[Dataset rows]
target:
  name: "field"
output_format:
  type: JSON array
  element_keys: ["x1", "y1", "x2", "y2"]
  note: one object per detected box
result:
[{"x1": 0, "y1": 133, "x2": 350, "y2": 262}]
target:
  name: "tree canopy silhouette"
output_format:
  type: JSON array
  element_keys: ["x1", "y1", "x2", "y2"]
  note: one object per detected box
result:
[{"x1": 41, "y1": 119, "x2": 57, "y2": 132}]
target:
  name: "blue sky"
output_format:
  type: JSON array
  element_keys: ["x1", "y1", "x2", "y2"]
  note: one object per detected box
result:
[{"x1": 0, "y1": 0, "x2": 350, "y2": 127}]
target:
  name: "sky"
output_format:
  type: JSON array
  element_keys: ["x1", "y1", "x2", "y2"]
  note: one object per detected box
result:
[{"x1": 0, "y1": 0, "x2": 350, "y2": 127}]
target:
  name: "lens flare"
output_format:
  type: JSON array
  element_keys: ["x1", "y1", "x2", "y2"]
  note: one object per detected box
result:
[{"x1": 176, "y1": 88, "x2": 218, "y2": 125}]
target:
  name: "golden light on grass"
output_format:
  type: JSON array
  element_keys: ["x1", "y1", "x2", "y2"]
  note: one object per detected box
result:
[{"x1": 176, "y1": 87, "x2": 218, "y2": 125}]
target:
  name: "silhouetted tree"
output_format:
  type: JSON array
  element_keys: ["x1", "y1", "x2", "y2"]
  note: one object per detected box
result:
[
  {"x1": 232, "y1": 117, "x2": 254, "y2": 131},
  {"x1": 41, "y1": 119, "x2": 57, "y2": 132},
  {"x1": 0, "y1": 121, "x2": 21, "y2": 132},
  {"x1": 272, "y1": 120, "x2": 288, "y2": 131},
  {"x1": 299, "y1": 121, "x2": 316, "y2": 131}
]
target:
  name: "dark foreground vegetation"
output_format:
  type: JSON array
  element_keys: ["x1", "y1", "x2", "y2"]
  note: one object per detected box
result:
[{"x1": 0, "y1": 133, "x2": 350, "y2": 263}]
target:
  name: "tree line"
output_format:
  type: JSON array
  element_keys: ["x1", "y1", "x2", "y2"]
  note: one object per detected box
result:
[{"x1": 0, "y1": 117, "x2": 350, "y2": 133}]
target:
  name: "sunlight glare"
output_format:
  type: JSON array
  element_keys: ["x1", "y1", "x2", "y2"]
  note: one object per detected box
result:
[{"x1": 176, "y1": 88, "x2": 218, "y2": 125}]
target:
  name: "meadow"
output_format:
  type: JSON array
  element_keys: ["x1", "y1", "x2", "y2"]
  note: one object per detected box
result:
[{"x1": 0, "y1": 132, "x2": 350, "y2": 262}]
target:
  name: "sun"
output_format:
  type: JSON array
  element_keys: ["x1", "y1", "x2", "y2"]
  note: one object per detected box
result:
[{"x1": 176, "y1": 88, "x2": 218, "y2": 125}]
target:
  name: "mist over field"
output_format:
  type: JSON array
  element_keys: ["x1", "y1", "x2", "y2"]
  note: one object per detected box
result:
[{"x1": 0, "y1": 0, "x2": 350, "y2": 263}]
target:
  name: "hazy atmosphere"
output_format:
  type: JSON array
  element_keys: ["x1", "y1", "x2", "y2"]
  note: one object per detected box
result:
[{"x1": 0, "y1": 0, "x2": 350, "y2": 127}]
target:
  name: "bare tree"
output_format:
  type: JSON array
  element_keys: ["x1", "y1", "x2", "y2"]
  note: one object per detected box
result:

▶ **PROBLEM REQUIREMENTS**
Report each line in the rows above that contains the word "tree", copying every such line in full.

▶ **EXERCISE RESULT**
  name: "tree canopy silhouette"
  name: "silhouetted tree"
  name: "tree line"
  name: "bare tree"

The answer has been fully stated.